#### Exercise details:
Every line that holds the word "locomotive" needs to be copied from the data below.

Stored data entries
· · · · · · ·

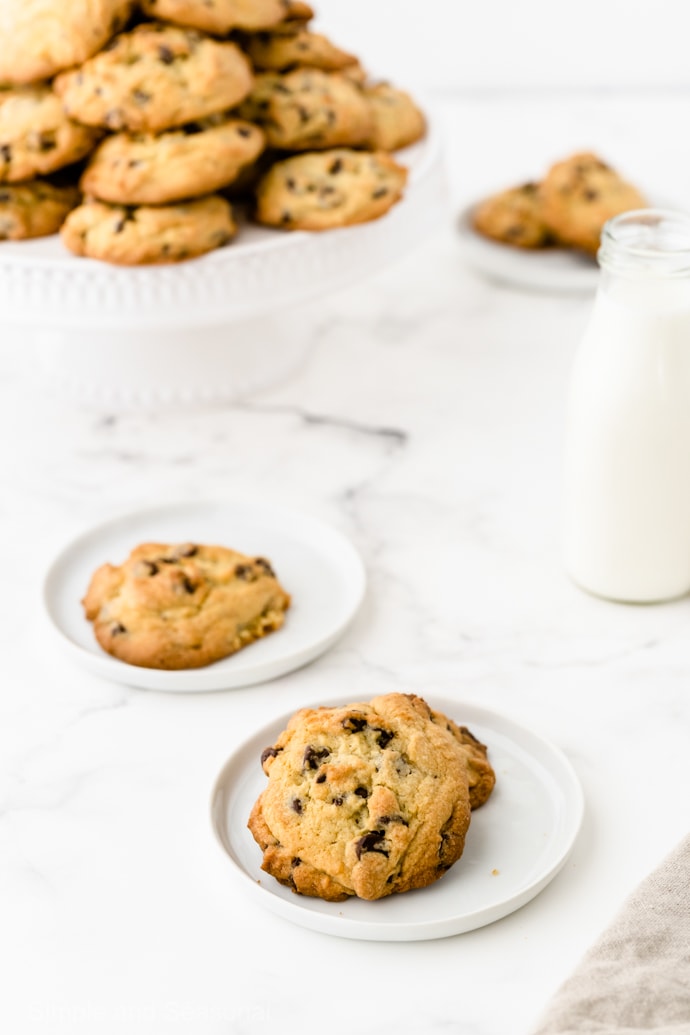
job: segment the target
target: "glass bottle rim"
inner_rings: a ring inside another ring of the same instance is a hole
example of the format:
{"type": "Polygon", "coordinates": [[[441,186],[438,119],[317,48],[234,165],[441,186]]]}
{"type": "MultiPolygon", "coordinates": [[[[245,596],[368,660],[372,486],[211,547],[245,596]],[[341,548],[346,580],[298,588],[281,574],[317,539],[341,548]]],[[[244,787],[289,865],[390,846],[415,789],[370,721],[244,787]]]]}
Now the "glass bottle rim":
{"type": "Polygon", "coordinates": [[[603,226],[597,260],[613,273],[690,276],[690,213],[641,208],[614,216],[603,226]]]}

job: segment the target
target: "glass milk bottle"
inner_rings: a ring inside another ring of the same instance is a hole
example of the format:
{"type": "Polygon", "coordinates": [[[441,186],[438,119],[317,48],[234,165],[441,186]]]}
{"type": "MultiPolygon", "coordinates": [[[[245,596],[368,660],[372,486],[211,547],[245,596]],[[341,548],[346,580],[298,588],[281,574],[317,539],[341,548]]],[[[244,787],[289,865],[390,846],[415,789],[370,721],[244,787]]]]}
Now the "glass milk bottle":
{"type": "Polygon", "coordinates": [[[610,600],[669,600],[690,591],[690,216],[617,216],[598,259],[568,400],[565,566],[610,600]]]}

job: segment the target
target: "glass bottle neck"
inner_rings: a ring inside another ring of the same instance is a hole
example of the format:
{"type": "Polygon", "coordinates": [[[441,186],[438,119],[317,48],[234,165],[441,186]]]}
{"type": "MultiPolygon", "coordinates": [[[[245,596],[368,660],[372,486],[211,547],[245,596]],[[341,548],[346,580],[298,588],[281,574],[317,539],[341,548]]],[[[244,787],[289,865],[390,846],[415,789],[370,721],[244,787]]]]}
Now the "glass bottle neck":
{"type": "Polygon", "coordinates": [[[604,225],[597,259],[605,281],[611,276],[690,281],[690,215],[638,209],[615,216],[604,225]]]}

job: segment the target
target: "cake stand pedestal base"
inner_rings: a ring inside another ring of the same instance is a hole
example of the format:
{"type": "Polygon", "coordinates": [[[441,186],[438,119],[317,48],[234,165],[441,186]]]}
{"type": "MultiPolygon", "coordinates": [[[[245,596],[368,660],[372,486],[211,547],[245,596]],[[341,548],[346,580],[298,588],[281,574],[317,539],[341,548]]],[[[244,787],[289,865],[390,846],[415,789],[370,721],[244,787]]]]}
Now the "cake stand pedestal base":
{"type": "Polygon", "coordinates": [[[123,411],[234,401],[299,370],[313,342],[309,316],[179,328],[5,331],[40,395],[123,411]]]}

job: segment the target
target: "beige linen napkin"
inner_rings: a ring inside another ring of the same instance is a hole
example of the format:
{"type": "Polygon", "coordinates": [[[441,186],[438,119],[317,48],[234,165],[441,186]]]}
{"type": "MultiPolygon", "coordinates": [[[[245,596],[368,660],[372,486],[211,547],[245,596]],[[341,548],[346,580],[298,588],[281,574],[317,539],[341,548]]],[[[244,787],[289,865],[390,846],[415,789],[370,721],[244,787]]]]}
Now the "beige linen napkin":
{"type": "Polygon", "coordinates": [[[632,893],[533,1035],[690,1035],[690,835],[632,893]]]}

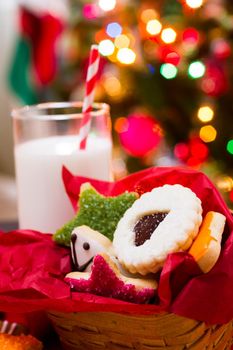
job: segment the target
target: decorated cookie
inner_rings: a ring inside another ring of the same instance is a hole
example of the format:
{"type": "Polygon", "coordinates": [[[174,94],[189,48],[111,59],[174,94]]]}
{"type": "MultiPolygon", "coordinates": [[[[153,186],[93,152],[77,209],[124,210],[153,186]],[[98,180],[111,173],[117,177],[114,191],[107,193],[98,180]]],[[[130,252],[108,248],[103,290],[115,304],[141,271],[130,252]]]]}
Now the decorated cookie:
{"type": "Polygon", "coordinates": [[[90,271],[95,255],[112,251],[112,242],[88,226],[76,227],[71,234],[71,255],[76,271],[90,271]]]}
{"type": "Polygon", "coordinates": [[[65,280],[78,292],[93,293],[135,303],[147,303],[157,288],[155,280],[128,278],[106,253],[96,255],[91,272],[71,272],[65,280]]]}
{"type": "Polygon", "coordinates": [[[1,350],[42,350],[42,343],[31,335],[0,334],[1,350]]]}
{"type": "Polygon", "coordinates": [[[71,232],[75,227],[82,225],[87,225],[112,240],[118,221],[137,198],[138,194],[135,192],[105,197],[89,183],[83,184],[77,215],[55,233],[54,240],[69,246],[71,232]]]}
{"type": "Polygon", "coordinates": [[[194,240],[191,254],[203,272],[209,272],[217,262],[221,252],[221,240],[226,217],[220,213],[209,211],[194,240]]]}
{"type": "Polygon", "coordinates": [[[164,185],[143,194],[119,221],[113,245],[131,273],[157,272],[169,253],[187,250],[202,222],[200,199],[189,188],[164,185]]]}

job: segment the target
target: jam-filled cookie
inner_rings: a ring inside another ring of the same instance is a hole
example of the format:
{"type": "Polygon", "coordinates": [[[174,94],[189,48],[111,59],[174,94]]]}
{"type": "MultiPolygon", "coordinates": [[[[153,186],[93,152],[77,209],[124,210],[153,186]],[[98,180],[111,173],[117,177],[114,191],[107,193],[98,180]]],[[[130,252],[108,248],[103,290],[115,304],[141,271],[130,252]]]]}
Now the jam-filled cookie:
{"type": "Polygon", "coordinates": [[[157,272],[169,253],[191,246],[201,222],[201,201],[189,188],[154,188],[137,199],[119,221],[113,240],[115,253],[131,273],[157,272]]]}

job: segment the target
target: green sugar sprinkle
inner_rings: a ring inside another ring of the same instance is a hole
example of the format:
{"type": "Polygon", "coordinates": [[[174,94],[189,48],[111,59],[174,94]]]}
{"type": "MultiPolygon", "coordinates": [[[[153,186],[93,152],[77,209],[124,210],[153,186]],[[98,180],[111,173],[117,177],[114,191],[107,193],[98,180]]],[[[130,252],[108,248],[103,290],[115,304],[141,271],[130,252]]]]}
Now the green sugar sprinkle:
{"type": "Polygon", "coordinates": [[[105,197],[89,183],[83,184],[80,191],[78,213],[54,234],[55,242],[69,246],[71,232],[75,227],[81,225],[87,225],[113,240],[113,234],[119,220],[137,198],[136,192],[125,192],[116,197],[105,197]]]}

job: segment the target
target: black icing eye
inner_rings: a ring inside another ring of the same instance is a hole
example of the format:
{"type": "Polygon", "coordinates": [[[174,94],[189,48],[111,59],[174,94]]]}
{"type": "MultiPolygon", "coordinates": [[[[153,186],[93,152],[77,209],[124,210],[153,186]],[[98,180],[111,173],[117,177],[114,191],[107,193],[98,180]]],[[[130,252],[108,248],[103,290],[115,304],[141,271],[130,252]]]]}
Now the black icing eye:
{"type": "Polygon", "coordinates": [[[84,242],[84,243],[83,243],[83,249],[84,249],[84,250],[89,250],[89,249],[90,249],[90,244],[87,243],[87,242],[84,242]]]}

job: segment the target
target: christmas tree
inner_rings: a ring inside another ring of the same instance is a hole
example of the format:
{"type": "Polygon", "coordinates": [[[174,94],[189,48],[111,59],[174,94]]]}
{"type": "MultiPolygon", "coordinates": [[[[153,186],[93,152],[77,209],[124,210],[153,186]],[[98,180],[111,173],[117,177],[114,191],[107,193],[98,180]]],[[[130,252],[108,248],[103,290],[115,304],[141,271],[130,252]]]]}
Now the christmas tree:
{"type": "MultiPolygon", "coordinates": [[[[56,74],[40,81],[37,100],[82,99],[97,43],[96,100],[111,105],[116,177],[187,165],[206,172],[231,203],[232,1],[70,0],[68,8],[56,74]]],[[[44,41],[50,55],[53,38],[44,41]]]]}

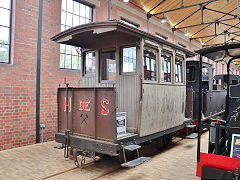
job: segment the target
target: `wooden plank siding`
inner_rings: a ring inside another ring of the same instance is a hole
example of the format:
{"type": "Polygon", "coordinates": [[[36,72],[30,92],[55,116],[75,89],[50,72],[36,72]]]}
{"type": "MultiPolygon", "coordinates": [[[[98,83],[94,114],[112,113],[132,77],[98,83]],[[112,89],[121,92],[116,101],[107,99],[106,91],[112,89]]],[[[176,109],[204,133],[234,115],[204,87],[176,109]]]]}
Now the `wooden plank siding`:
{"type": "Polygon", "coordinates": [[[140,136],[183,124],[186,86],[143,84],[140,136]]]}

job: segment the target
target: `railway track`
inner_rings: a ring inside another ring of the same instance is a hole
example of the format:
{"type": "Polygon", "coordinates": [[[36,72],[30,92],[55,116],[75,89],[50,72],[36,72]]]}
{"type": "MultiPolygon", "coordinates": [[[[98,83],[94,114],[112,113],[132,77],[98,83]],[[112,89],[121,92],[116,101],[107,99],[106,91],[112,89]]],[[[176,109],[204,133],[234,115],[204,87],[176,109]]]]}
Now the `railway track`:
{"type": "MultiPolygon", "coordinates": [[[[163,153],[163,152],[167,151],[168,149],[173,148],[175,145],[177,145],[177,143],[179,143],[179,142],[182,141],[182,140],[184,140],[184,139],[183,139],[183,138],[173,139],[173,143],[172,143],[171,145],[167,146],[166,148],[163,148],[162,150],[156,150],[156,148],[154,148],[154,147],[152,147],[152,146],[151,146],[151,147],[149,146],[150,148],[155,149],[155,150],[153,150],[150,154],[148,154],[148,156],[151,156],[151,158],[153,158],[153,157],[156,156],[157,154],[163,153]]],[[[143,150],[142,153],[145,154],[144,150],[143,150]]],[[[100,161],[97,161],[96,163],[101,163],[101,162],[102,162],[102,161],[100,160],[100,161]]],[[[89,163],[85,164],[84,167],[85,167],[85,168],[91,168],[91,166],[93,166],[93,165],[94,165],[93,162],[89,162],[89,163]]],[[[38,180],[47,180],[47,179],[51,179],[51,178],[56,178],[56,177],[58,177],[58,176],[60,176],[60,175],[63,175],[63,174],[65,174],[65,173],[70,173],[70,172],[72,172],[72,171],[74,171],[74,170],[76,170],[76,169],[79,169],[79,167],[73,167],[73,168],[70,168],[70,169],[67,169],[67,170],[64,170],[64,171],[55,173],[55,174],[51,174],[51,175],[48,175],[48,176],[45,176],[45,177],[41,177],[41,178],[39,178],[38,180]]],[[[97,176],[95,176],[95,177],[89,178],[88,180],[96,180],[96,179],[102,178],[102,177],[104,177],[104,176],[106,176],[106,175],[110,175],[110,174],[112,174],[112,173],[116,173],[116,172],[120,171],[121,169],[122,169],[121,166],[119,166],[119,167],[117,167],[117,168],[115,168],[115,169],[112,169],[112,170],[110,170],[110,171],[101,173],[101,174],[99,174],[99,175],[97,175],[97,176]]]]}

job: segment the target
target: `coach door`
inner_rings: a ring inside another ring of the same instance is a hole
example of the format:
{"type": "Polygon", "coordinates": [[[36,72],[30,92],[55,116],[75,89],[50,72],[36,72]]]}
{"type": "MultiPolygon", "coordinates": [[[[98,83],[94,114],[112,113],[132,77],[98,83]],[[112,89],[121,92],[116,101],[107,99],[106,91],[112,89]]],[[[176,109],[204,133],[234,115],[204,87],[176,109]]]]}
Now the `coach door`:
{"type": "Polygon", "coordinates": [[[120,48],[120,75],[118,83],[118,111],[127,112],[127,132],[137,132],[140,77],[137,74],[138,48],[120,48]]]}

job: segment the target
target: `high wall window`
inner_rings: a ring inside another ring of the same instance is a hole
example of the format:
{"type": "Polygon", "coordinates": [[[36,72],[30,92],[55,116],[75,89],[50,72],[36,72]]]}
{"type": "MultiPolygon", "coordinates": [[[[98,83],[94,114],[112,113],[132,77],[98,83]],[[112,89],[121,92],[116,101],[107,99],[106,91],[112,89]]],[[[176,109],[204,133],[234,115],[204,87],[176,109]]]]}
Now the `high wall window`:
{"type": "Polygon", "coordinates": [[[157,81],[156,52],[144,49],[144,80],[157,81]]]}
{"type": "Polygon", "coordinates": [[[175,59],[175,82],[183,83],[183,58],[175,59]]]}
{"type": "Polygon", "coordinates": [[[123,48],[123,72],[136,72],[136,47],[123,48]]]}
{"type": "MultiPolygon", "coordinates": [[[[77,0],[62,0],[61,31],[92,22],[92,7],[77,0]]],[[[80,51],[76,47],[60,45],[60,68],[80,69],[80,51]]]]}
{"type": "Polygon", "coordinates": [[[9,63],[11,46],[11,0],[0,2],[0,63],[9,63]]]}
{"type": "Polygon", "coordinates": [[[162,82],[171,82],[172,56],[167,53],[162,54],[162,82]]]}

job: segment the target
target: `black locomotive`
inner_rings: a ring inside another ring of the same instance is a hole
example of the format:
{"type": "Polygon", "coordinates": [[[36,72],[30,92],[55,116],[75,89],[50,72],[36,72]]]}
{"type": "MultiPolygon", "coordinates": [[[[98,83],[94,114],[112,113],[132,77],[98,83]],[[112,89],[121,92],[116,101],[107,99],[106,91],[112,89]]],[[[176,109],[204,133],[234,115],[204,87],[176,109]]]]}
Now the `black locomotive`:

· · · · · · ·

#### Written solution:
target: `black locomotive`
Now the `black locomotive`:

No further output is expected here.